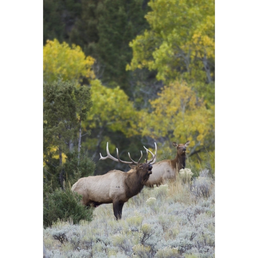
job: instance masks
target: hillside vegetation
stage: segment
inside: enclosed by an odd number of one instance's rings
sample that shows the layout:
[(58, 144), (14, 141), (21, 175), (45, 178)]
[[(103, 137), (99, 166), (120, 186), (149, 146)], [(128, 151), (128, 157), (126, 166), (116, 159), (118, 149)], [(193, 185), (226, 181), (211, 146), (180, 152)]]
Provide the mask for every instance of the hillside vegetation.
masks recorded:
[(144, 187), (125, 204), (120, 220), (116, 220), (109, 204), (95, 208), (90, 222), (54, 223), (44, 230), (47, 254), (53, 258), (214, 257), (214, 180), (206, 169), (193, 179), (185, 170), (174, 183)]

Task goal:
Copy out each line of the rows above in which the string "vegetation" occurs.

Result of the exercise:
target: hillside vegetation
Provide the mask for every instance of the hillside vegetation.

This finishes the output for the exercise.